DOCUMENT PASSAGE
----

HMA: Are you going to release any videos for the new album?
Grutle Kjellson: Videos….you know, videos were much more relevant before the Internet, but it still costs the same amount of money to make one. It’s kind of hard to defend spending that much money on a promotion that worked well 25 years ago if you know what I’m mean
HMA: Yeah, that’s true.
Ivar Bjørnson: Also, we’re a bit slow. We just released a video, one of the basic videos for RIITIIR, after we released the new album.
HMA: Are you now considering yourself a progressive extreme band, or is there a bit of black metal in you?
Grutle Kjellson: I don’t think we ever had any black metal elements at all, actually. We have a definition of black metal in the early scene in Norway. Black metal was any kind of metal with satanic lyrics, everything from Mercyful Fate, Darkthrone is black metal or at least some of the albums. Since we’ve never had anything to do with Satanism, we would never consider ourselves as black metal. We might share some musical, let’s say, inspirational heritage with some black metal bands, but we never looked upon ourselves as black metal, we’re not that strict. We don’t think labels and genres are that interesting; it really doesn’t matter. As long as it’s good, it works.

----

Records from a data source:
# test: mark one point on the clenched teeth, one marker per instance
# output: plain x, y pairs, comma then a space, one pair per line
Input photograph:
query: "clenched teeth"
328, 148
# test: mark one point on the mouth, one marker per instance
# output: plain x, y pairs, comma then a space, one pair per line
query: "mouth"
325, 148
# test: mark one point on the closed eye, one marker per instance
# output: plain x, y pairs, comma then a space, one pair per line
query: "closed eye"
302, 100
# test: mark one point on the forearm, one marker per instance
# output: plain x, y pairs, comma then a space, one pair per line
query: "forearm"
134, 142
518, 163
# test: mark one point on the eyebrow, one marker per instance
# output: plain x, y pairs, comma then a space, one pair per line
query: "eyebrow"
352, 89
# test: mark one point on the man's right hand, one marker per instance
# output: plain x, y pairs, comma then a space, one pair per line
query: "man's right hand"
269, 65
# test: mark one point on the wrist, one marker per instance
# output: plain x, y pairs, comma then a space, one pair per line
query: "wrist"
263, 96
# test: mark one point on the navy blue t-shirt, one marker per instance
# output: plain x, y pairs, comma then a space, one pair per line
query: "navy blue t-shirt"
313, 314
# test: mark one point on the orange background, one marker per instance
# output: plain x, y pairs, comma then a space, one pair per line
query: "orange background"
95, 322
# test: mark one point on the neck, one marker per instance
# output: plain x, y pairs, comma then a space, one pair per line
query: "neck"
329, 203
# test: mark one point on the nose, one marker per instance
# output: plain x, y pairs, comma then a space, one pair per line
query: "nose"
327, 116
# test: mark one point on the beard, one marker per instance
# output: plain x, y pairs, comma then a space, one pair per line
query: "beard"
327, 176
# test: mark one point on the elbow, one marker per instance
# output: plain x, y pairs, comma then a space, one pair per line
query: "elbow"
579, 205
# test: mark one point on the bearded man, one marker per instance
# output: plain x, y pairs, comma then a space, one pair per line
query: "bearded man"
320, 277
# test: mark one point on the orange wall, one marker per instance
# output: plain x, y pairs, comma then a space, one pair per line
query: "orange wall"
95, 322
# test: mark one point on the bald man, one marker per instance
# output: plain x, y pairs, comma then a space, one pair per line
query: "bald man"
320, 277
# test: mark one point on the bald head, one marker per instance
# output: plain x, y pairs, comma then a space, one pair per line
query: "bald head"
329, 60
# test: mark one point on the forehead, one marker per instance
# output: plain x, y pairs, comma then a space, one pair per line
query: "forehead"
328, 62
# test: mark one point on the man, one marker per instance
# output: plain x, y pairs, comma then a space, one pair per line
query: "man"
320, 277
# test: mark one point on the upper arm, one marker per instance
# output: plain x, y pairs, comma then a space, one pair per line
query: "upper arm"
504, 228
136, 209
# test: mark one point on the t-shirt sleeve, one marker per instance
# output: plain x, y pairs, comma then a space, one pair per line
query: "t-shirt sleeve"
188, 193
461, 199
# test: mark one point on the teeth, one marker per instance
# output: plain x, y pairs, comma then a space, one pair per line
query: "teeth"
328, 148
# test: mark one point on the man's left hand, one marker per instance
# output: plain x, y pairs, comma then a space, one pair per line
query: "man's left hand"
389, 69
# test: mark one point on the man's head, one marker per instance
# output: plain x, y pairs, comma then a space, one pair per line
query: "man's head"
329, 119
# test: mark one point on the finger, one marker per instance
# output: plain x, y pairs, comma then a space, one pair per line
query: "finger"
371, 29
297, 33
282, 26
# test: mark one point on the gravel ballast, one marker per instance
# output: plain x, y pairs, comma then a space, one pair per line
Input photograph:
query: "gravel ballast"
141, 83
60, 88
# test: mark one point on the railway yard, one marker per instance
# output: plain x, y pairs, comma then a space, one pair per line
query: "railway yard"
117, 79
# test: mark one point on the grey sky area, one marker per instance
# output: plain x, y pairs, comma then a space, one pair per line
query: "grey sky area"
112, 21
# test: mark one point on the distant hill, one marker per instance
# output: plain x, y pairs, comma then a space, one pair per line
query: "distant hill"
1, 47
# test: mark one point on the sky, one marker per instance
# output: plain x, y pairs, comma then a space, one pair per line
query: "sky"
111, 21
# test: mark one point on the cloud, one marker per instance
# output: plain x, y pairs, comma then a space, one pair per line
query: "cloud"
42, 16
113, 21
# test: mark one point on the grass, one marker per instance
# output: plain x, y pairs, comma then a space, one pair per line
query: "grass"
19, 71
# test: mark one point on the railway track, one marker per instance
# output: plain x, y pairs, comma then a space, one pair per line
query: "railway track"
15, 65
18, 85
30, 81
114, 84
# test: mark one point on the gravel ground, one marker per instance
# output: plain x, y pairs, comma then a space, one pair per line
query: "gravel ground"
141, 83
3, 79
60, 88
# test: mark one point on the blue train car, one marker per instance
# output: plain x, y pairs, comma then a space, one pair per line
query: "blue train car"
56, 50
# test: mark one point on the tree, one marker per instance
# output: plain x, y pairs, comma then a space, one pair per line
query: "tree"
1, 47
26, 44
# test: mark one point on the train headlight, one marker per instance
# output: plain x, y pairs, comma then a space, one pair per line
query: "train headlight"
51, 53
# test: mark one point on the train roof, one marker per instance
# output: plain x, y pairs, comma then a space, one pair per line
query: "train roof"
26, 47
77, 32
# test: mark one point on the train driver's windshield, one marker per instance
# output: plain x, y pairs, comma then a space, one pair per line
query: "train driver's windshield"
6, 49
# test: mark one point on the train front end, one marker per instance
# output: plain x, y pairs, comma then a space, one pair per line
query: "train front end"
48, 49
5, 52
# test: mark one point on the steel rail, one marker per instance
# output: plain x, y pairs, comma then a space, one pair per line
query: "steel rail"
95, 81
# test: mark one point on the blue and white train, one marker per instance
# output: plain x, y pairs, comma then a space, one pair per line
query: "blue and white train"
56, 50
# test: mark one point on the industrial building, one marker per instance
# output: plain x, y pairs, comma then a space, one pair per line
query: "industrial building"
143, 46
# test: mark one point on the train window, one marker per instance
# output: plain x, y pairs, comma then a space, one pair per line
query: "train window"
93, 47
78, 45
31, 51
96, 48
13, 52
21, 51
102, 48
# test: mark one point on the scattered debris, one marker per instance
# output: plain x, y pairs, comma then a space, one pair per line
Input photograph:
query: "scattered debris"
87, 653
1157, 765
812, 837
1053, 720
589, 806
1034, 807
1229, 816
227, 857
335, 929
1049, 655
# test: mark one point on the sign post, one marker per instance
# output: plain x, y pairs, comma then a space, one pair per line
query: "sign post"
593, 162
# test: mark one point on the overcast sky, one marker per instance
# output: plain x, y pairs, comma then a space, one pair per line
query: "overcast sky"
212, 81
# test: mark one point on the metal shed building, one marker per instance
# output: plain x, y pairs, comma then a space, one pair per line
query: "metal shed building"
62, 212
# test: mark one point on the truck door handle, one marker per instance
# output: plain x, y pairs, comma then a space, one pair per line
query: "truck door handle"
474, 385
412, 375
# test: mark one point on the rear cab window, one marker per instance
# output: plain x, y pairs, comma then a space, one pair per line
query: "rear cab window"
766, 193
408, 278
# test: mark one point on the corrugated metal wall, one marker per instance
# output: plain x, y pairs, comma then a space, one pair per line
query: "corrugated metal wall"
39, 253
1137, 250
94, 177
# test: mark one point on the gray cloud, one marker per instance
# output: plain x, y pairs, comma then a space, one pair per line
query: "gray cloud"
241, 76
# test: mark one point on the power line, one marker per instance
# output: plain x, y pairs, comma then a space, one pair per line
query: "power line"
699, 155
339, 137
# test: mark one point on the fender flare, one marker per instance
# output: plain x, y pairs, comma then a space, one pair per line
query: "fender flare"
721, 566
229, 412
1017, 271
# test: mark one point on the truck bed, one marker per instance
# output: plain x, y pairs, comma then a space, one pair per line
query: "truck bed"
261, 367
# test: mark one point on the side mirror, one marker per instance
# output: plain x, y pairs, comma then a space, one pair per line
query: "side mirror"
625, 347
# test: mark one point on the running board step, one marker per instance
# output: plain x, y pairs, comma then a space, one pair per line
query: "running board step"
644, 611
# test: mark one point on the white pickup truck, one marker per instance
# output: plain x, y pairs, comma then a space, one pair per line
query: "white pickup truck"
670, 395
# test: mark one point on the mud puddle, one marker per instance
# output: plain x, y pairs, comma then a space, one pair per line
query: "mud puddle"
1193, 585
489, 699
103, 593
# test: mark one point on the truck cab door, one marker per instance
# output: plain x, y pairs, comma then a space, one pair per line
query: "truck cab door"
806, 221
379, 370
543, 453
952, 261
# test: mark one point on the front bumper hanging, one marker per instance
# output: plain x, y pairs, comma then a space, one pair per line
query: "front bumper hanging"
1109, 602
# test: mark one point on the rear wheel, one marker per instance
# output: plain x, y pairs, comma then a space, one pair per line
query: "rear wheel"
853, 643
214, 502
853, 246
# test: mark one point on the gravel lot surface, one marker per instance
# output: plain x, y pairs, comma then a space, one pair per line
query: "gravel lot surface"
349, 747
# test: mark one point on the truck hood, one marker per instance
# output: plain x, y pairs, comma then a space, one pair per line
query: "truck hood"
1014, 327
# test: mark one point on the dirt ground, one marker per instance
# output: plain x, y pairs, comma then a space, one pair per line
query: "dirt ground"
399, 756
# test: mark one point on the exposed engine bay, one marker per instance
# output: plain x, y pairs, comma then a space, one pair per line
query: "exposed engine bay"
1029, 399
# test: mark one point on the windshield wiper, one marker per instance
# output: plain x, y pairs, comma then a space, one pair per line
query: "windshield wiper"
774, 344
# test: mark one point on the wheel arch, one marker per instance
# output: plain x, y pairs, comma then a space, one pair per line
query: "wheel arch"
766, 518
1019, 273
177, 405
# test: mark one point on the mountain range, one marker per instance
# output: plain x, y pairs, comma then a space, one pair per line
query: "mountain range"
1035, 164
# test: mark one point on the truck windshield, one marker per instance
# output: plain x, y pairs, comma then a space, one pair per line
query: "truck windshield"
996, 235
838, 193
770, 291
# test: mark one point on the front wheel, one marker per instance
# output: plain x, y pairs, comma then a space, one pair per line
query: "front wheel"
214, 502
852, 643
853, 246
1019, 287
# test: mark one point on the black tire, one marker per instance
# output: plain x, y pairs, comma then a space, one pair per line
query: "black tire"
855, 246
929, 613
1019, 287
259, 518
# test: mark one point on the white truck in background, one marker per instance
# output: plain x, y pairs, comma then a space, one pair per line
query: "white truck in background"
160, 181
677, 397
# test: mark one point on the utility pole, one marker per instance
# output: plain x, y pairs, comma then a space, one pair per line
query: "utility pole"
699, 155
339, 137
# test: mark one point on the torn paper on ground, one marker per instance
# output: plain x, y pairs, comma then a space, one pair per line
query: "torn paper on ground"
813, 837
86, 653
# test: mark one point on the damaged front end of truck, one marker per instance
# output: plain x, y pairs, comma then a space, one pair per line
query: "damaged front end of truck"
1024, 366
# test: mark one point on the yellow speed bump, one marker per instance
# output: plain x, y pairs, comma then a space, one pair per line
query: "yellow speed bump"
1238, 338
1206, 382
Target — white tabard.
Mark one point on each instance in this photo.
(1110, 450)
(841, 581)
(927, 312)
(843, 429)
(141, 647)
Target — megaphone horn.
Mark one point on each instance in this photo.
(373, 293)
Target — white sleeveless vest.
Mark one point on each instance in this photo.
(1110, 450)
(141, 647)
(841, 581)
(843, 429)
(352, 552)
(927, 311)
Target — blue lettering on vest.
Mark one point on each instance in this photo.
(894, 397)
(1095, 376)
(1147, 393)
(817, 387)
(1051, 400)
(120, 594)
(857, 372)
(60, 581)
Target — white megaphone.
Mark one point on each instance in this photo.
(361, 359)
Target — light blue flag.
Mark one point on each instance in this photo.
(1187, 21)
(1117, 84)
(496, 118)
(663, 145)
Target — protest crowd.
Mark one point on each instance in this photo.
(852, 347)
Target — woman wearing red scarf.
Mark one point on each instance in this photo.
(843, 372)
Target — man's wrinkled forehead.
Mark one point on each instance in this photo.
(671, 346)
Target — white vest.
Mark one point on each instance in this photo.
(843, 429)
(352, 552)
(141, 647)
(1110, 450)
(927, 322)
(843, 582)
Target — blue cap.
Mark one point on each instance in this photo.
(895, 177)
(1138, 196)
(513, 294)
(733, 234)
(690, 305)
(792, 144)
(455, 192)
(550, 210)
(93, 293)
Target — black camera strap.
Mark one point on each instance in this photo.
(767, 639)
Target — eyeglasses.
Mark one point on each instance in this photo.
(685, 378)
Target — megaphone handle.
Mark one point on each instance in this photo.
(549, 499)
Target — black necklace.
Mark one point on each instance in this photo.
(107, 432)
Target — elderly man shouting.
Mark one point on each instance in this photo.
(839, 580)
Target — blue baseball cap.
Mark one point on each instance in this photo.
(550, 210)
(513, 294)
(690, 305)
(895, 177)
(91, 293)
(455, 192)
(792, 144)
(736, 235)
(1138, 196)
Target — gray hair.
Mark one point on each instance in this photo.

----

EXERCISE DESCRIPTION
Pick up the band interview above after Grutle Kjellson's last answer and carry it forward.

EXERCISE RESULT
HMA: A tribute album was done in 2011 to celebrate your 20 years of career. Next year, it’s going to be the 25 years of Enslaved. Do you have any plans for it?
Ivar Bjørnson: Yeah. We’re going to do a bunch of stuff. We’re going to start announcing exactly what we’re going to do very soon, but I can’t say now that, from around March we start doing things, and the rest … January, February, we’ll take some time off of touring, start writing some stuff. Then, there’s going to be a lot of celebration for 25 years. We haven’t really done that with our previous anniversaries.
HMA: Sounds good!
Ivar Bjørnson: It’s going to be going more in-depth into certain parts of the career, and so on. It’s going to be interesting, seeing what we do. Very excited ourselves!
HMA: Talking about history, what are your thoughts about the TV series Viking?
Grutle Kjellson: Can I just say something horrible?
Ivar Bjørnson: Good music
Grutle Kjellson: The music is pretty good but it’s as historically accurate as Erik the Viking, but at least that one is funny.
Ivar Bjørnson: I was a bit surprised. I don’t why I thought it would be more accurate. I saw one guy who was an academic person into the Viking history that said he preferred Game of Thrones because that was actually closer. Even with the dragons and all that stuff, it’s closer into the real story but it didn’t try to represent it.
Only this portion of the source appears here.